START DATASET EXTRACT
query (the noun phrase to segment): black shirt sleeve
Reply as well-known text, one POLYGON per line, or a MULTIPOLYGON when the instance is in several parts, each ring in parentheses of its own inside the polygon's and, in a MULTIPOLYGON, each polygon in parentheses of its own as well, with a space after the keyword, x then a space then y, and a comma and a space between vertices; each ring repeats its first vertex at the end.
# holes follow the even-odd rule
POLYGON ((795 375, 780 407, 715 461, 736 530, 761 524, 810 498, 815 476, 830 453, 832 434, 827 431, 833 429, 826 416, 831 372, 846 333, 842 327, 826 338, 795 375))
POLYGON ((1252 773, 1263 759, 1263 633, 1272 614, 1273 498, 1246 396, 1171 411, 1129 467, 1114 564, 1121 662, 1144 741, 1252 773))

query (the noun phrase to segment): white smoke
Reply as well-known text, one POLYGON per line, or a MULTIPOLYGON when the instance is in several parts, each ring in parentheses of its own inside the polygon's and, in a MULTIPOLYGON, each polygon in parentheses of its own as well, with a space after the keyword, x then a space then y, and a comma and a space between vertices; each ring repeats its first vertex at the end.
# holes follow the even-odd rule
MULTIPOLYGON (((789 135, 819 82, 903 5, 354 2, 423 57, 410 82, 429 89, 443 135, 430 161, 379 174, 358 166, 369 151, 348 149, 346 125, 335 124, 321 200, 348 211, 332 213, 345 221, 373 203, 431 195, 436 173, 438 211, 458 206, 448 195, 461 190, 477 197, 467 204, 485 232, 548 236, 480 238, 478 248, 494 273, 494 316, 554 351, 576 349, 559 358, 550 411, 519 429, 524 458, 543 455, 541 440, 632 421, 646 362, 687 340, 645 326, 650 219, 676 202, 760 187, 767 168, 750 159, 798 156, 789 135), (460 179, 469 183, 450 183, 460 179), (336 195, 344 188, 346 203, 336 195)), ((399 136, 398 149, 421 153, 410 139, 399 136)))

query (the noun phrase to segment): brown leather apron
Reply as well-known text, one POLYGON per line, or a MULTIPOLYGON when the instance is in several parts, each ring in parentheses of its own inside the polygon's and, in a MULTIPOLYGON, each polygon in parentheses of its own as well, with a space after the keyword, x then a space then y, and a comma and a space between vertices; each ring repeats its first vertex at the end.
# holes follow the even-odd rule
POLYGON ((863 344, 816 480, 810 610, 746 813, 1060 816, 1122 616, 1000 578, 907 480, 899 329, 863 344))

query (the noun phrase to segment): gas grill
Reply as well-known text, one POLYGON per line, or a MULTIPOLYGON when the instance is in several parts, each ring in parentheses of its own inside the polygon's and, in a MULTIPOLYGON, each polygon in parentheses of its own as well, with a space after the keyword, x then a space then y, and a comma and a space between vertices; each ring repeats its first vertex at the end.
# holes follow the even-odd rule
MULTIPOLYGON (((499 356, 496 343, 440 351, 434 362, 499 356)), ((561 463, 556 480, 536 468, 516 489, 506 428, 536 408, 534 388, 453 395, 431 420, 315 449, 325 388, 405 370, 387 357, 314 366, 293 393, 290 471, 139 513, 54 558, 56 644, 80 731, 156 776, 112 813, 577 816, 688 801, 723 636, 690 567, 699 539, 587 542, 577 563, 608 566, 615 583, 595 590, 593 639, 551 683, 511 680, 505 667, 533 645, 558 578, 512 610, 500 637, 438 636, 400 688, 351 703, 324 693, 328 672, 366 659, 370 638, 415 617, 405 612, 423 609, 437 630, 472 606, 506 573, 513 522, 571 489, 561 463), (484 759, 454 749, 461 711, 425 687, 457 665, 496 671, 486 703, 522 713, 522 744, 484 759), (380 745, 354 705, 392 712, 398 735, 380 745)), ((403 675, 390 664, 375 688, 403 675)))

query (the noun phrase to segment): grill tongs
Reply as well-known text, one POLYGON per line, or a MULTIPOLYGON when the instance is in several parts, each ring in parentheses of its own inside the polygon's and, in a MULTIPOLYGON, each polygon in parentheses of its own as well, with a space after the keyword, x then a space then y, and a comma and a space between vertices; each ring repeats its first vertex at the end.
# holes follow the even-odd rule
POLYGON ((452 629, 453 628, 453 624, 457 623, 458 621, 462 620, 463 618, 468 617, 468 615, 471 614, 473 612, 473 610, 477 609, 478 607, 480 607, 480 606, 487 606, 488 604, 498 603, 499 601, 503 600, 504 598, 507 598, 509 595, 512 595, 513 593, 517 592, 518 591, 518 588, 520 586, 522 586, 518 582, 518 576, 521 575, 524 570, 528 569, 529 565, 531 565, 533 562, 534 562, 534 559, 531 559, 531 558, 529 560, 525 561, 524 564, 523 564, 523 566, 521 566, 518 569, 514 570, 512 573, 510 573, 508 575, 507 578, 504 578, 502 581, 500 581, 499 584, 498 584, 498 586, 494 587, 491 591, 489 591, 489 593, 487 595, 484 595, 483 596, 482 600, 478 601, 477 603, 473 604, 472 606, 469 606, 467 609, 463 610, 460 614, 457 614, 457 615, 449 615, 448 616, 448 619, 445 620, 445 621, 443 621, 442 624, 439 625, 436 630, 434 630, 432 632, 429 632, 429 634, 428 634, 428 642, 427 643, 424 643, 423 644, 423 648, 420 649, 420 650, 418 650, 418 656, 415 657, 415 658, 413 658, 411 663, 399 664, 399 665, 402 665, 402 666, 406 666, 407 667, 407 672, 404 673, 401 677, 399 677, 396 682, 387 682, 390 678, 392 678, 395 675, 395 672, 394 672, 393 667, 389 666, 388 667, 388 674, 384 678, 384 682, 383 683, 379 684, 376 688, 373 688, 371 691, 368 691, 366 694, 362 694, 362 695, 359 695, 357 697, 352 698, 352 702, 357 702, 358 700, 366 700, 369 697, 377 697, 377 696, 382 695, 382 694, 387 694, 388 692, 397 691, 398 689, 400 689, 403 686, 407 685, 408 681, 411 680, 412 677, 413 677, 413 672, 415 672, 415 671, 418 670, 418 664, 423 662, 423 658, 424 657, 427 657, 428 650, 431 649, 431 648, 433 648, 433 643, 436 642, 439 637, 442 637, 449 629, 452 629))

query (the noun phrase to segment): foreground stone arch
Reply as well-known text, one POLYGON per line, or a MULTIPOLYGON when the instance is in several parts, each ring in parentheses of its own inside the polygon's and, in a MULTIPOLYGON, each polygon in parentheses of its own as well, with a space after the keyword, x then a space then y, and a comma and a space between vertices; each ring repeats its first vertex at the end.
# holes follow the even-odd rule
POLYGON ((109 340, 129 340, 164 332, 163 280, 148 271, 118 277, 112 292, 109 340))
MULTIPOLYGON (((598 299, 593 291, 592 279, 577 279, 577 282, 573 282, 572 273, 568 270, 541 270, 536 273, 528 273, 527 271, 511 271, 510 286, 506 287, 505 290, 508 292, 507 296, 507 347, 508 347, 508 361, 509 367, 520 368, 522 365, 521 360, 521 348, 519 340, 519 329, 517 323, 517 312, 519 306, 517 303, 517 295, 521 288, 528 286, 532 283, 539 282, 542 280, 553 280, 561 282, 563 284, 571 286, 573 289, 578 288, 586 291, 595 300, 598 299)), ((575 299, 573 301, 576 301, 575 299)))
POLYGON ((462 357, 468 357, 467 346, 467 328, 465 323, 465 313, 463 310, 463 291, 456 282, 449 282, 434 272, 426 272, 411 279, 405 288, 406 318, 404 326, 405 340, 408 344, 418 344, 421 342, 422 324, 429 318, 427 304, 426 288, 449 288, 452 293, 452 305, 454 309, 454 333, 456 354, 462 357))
END DATASET EXTRACT
**YOUR TASK**. Return each line among the entries that holds the word "phrase".

**ANSWER SPACE**.
query (the noun phrase to segment): black shirt sleeve
query (the noun phrase to segment): white smoke
query (the noun phrase to segment): brown leather apron
query (the noun phrase to segment): gas grill
query (the noun phrase to segment): grill tongs
query (the noun phrase to segment): foreground stone arch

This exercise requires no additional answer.